Aus einer aktuellen Sammlung von 179 HausN in Worfelden auf dem Stand, den SprecherInnen im Alter von über 50 Jahren aktuell nutzen, geht hervor, dass 155 Namen nach männlichen Hausvorständen (sowohl bei Patrilokalität als auch bei Matrilokalität) vergeben wurden, nur 24 nach Ehefrauen. Es liegt in Worfelden ein System vor, bei dem Namen bzw. Referenzformen für bestimmte Lebensabschnitte von der Zugehörigkeit zu einem Haus bestimmt werden. Auffällig ist hierbei, dass das Abstammungshaus des Ehemannes im ehemaligen Elternhaus der Ehefrau weitergeführt werden kann, der umgekehrte Fall jedoch nicht eintritt.

Interessant sind in diesem Zusammenhang diejenigen Fälle, die von der Regel abweichen, sowie die Gründe für diese Abweichungen. Diese lassen sich zum heutigen Zeitpunkt schwer rekonstruieren, hier kommen beispielsweise der Bekanntheitsgrad des Individuums oder Zuzug eines Ehepartners aus einem Nachbardorf in Frage, dessen Haus wenig Bekanntheitsstatus innerhalb der Kommunikationsgemeinschaft hat. Ausschlaggebend dürften auch der Besitz, der mit in die Ehe gebracht wird, sowie der Einfluss des jeweiligen Hauses gewesen sein. So stellt Bohler (2013: 46) fest:

Die Geltung des patriarchalen Musters wurde dann gestört, wenn die Frau von einem größeren Hof kam oder ihre Mitgift notwendig war, den Bestand des Betriebs zu sichern und erst recht, wenn sich ein nachgeborener Sohn mit einer (mangels Brüdern) erbenden Ältesten verband und auf einen fremden Hof einheiratete.

■ Vorliegende Einträge

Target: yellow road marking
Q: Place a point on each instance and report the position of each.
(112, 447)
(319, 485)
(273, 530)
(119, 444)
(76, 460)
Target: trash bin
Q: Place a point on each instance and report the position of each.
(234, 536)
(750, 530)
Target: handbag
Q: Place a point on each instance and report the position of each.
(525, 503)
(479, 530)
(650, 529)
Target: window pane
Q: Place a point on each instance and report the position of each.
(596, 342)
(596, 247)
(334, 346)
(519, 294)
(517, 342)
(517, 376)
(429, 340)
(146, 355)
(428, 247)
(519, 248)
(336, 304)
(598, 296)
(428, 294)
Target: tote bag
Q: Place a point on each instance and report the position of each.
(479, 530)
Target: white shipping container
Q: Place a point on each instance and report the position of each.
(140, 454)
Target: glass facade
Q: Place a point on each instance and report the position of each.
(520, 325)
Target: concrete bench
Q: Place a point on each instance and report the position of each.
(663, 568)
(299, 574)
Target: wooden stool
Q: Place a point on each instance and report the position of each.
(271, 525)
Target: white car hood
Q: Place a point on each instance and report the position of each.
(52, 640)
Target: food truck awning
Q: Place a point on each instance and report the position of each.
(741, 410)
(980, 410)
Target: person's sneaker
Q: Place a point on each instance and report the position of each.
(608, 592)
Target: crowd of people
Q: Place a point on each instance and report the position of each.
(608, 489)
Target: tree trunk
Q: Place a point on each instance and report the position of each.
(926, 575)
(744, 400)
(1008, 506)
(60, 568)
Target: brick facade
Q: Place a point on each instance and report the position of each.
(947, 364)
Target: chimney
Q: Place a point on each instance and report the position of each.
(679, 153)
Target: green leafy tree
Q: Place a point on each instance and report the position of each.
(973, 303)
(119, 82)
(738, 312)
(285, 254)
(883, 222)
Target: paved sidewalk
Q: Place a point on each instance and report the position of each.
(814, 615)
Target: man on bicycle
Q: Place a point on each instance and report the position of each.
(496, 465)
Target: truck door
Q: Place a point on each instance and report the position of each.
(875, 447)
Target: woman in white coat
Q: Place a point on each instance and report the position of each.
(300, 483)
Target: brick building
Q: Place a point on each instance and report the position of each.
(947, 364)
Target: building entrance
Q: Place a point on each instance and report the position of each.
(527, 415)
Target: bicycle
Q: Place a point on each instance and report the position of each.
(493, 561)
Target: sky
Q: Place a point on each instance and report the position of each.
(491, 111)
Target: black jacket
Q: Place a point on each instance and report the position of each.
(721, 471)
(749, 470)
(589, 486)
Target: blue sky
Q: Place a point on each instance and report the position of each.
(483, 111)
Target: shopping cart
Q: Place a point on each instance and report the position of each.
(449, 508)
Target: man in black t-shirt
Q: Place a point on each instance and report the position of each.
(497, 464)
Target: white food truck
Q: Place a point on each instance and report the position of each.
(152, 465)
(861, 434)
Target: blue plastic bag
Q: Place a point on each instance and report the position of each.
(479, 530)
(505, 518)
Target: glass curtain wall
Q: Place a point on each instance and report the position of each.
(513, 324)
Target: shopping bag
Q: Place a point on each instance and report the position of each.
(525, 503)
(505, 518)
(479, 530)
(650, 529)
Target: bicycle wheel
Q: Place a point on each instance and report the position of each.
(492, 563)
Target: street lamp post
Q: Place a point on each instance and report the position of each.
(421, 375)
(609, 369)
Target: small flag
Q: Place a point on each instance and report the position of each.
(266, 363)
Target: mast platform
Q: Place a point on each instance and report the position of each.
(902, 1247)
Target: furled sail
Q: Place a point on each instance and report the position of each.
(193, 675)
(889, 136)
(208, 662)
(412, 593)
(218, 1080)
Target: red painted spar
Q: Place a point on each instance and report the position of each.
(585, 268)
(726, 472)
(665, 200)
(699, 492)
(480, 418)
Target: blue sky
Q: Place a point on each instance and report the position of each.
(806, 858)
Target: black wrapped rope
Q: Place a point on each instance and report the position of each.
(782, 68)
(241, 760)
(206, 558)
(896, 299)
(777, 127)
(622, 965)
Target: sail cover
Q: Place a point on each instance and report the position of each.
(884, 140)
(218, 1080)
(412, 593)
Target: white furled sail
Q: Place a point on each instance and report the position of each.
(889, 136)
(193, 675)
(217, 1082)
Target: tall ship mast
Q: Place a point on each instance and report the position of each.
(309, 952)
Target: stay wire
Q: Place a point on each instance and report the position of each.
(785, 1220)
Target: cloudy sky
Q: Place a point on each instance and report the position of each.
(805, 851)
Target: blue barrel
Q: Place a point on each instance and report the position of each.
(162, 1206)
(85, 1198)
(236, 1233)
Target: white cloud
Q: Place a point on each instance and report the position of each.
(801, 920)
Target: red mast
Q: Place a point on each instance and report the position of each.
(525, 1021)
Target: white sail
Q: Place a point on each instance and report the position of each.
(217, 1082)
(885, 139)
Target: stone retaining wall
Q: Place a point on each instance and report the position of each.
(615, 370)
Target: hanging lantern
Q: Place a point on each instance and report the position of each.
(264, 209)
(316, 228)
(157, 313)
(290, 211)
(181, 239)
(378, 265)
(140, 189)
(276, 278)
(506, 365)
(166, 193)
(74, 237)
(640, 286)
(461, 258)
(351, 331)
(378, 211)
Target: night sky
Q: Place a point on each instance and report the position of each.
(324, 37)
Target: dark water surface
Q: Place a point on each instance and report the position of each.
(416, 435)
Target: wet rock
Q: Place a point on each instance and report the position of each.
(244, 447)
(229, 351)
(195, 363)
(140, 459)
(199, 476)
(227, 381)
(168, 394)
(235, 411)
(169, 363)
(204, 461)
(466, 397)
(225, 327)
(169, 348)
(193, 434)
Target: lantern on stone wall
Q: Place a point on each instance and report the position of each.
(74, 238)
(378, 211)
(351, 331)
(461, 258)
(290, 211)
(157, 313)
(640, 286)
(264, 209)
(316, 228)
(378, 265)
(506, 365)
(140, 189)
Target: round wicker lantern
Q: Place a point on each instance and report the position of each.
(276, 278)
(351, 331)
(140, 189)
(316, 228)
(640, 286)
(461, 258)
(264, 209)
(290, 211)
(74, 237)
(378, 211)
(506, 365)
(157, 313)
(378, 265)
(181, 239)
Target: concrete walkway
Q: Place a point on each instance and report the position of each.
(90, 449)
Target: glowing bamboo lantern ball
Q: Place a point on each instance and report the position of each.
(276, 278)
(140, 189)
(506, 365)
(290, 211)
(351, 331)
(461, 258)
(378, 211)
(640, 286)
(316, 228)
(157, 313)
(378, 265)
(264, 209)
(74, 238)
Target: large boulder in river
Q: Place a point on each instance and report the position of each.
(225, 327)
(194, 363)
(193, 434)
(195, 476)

■ Arbeitsauftrag 1
Entnimm dem Textabschnitt über die Hausnamen in Worfelden wortgetreu die Stelle von "Interessant sind in" bis einschließlich "fremden Hof einheiratete.".
■ Arbeitsauftrag 2
In wie vielen Zeilen der Einträge oben kommt das Wort "bicycle" vor? Nenne nur die Zahl.

■ Erwartete Antwort 1
Interessant sind in diesem Zusammenhang diejenigen Fälle, die von der Regel abweichen, sowie die Gründe für diese Abweichungen. Diese lassen sich zum heutigen Zeitpunkt schwer rekonstruieren, hier kommen beispielsweise der Bekanntheitsgrad des Individuums oder Zuzug eines Ehepartners aus einem Nachbardorf in Frage, dessen Haus wenig Bekanntheitsstatus innerhalb der Kommunikationsgemeinschaft hat. Ausschlaggebend dürften auch der Besitz, der mit in die Ehe gebracht wird, sowie der Einfluss des jeweiligen Hauses gewesen sein. So stellt Bohler (2013: 46) fest:

Die Geltung des patriarchalen Musters wurde dann gestört, wenn die Frau von einem größeren Hof kam oder ihre Mitgift notwendig war, den Bestand des Betriebs zu sichern und erst recht, wenn sich ein nachgeborener Sohn mit einer (mangels Brüdern) erbenden Ältesten verband und auf einen fremden Hof einheiratete.

■ Erwartete Antwort 2
3